▶ _EXCERPTED PASSAGE_
————

Skip to main content

Process scraped data with Python

How to process data in Python using Pandas

Learn how to process the resulting data of a web scraper in Python using the Pandas library, and how to visualize the processed data using Matplotlib.


In the previous tutorial, we learned how to scrape data from the web in Python using the Beautiful Soup library. The Python ecosystem's strengths lie mainly in data processing, though, so in this tutorial we will learn how to process the data stored in an Apify dataset using the Pandas library, and how to visualize it using Matplotlib.

In this tutorial, we will use the actor we created in the previous tutorial, so if you haven't completed that tutorial yet, please do so now.

In a rush? Skip this tutorial and get the full code example.

Processing previously scraped data

In the previous tutorial, we set out to select our next holiday destination based on the forecast of the upcoming weather there. We have written an actor that scrapes the BBC Weather forecast for the upcoming two weeks for three destinations: Prague, New York, and Honolulu. It then saves the scraped data to a dataset on the Apify platform.

Now, we need to process the scraped data and make a simple visualization that will help us decide which location has the best weather, and will therefore become our next holiday destination.

Setting up the actor

First, we need to create another actor. You can do it the same way as before - go to the Apify Console, open the Actors section, click on the Create new button in the top right, and select the Example: Hello world in Python actor template.

In the page that opens, you can see your newly created actor. In the Settings tab, you can give it a name (e.g. bbc-weather-parser) and further customize its settings. We'll skip customizing the settings for now, the defaults should be fine. In the Source tab, you can see the files that are at the heart of the actor. There are several of them, but only two are important for us now, main.py and requirements.txt.

————

Image region outline records:
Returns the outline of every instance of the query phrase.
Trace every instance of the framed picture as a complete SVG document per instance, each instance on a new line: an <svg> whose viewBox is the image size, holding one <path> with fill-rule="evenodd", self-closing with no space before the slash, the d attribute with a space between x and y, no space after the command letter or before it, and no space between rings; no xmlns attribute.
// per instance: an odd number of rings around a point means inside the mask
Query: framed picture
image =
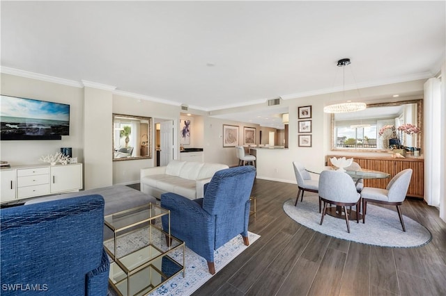
<svg viewBox="0 0 446 296"><path fill-rule="evenodd" d="M235 147L238 146L238 126L223 124L223 147Z"/></svg>
<svg viewBox="0 0 446 296"><path fill-rule="evenodd" d="M299 120L299 133L311 133L312 121Z"/></svg>
<svg viewBox="0 0 446 296"><path fill-rule="evenodd" d="M300 120L304 118L312 118L312 106L306 106L305 107L298 107L298 112L299 114L298 118Z"/></svg>
<svg viewBox="0 0 446 296"><path fill-rule="evenodd" d="M180 120L180 144L190 144L190 120Z"/></svg>
<svg viewBox="0 0 446 296"><path fill-rule="evenodd" d="M299 147L311 147L312 135L299 135Z"/></svg>
<svg viewBox="0 0 446 296"><path fill-rule="evenodd" d="M251 145L256 144L256 129L254 127L243 127L243 145Z"/></svg>

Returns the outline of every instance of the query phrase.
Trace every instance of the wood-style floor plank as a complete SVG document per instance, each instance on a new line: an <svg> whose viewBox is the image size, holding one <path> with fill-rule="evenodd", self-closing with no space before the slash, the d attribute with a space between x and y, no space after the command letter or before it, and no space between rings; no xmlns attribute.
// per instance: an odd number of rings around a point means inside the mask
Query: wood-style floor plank
<svg viewBox="0 0 446 296"><path fill-rule="evenodd" d="M132 187L139 190L139 186ZM446 223L437 208L407 198L403 214L426 227L432 241L407 249L380 247L342 241L299 225L282 209L297 192L295 184L256 179L252 195L256 197L257 214L251 216L249 229L262 236L193 295L298 296L323 290L334 296L446 295ZM304 199L312 198L317 195L305 192ZM384 207L395 211L398 220L394 206ZM345 265L339 269L341 254ZM339 274L339 288L325 290L324 274Z"/></svg>

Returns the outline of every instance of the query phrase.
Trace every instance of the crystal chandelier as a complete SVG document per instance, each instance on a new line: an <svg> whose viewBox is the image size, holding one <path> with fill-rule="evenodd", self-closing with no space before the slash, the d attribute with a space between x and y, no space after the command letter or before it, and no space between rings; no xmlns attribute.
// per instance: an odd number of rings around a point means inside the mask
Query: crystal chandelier
<svg viewBox="0 0 446 296"><path fill-rule="evenodd" d="M345 67L350 65L350 58L343 58L337 61L338 67ZM343 94L345 97L345 67L342 69L343 75ZM346 113L348 112L356 112L367 108L365 103L347 101L345 103L334 104L326 106L323 108L325 113Z"/></svg>

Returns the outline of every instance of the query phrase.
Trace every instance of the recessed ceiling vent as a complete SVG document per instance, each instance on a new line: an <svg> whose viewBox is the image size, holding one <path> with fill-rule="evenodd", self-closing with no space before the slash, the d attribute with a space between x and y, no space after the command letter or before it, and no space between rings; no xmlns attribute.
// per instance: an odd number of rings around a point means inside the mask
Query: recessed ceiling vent
<svg viewBox="0 0 446 296"><path fill-rule="evenodd" d="M268 106L280 105L280 98L268 100Z"/></svg>

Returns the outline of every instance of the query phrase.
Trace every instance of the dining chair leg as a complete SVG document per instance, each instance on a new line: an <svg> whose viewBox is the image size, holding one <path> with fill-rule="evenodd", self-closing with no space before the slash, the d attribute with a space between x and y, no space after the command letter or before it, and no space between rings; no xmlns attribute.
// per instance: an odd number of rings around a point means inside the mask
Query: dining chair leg
<svg viewBox="0 0 446 296"><path fill-rule="evenodd" d="M327 211L327 203L325 201L323 202L323 211L322 211L322 217L321 217L321 225L322 225L322 222L323 222L323 217L325 215L325 212Z"/></svg>
<svg viewBox="0 0 446 296"><path fill-rule="evenodd" d="M347 232L350 233L350 224L348 224L348 214L347 213L347 207L344 206L344 211L346 213L346 222L347 223Z"/></svg>
<svg viewBox="0 0 446 296"><path fill-rule="evenodd" d="M367 201L362 199L362 224L365 223L365 214L367 213Z"/></svg>
<svg viewBox="0 0 446 296"><path fill-rule="evenodd" d="M295 204L294 204L294 206L296 206L298 205L298 201L299 200L299 194L300 194L300 190L301 189L299 188L299 190L298 190L298 197L295 198ZM319 204L319 210L321 209L321 205ZM321 211L319 211L319 213L321 213Z"/></svg>
<svg viewBox="0 0 446 296"><path fill-rule="evenodd" d="M401 222L401 226L403 227L403 231L406 232L406 227L404 227L404 222L403 221L403 215L401 215L401 209L399 208L399 205L397 206L397 211L398 211L399 221Z"/></svg>

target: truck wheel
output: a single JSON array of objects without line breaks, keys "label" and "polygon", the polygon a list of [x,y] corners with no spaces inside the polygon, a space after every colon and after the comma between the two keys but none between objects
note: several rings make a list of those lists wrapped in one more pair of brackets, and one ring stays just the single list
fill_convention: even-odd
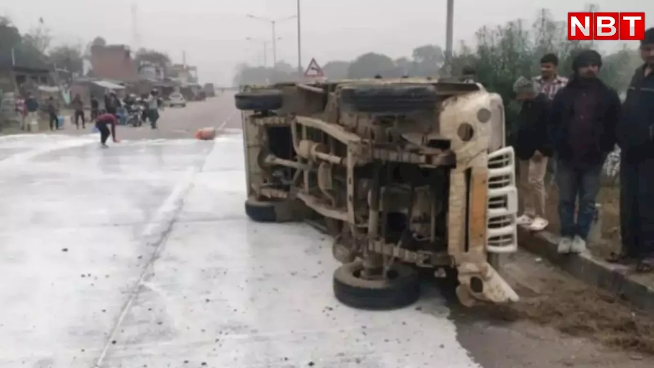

————

▶ _EXERCISE REQUIREMENTS_
A) Return everything from "How to process data" down to "data using Matplotlib." in the tutorial on processing scraped data with Pandas.
B) Retype everything in the records from the line containing "target: truck wheel" down to the end of the records, leaving out the picture.
The text and the records are unrelated to each other.

▶ _COMPLETED EXERCISE_
A)
How to process data in Python using Pandas

Learn how to process the resulting data of a web scraper in Python using the Pandas library, and how to visualize the processed data using Matplotlib.

B)
target: truck wheel
output: a single JSON array of objects without line breaks, keys "label" and "polygon", the polygon a list of [x,y] corners with no spaces inside the polygon, a space after every colon and after the comma between the two keys but none between objects
note: several rings make a list of those lists wrapped in one more pair of brackets, and one ring stays just the single list
fill_convention: even-odd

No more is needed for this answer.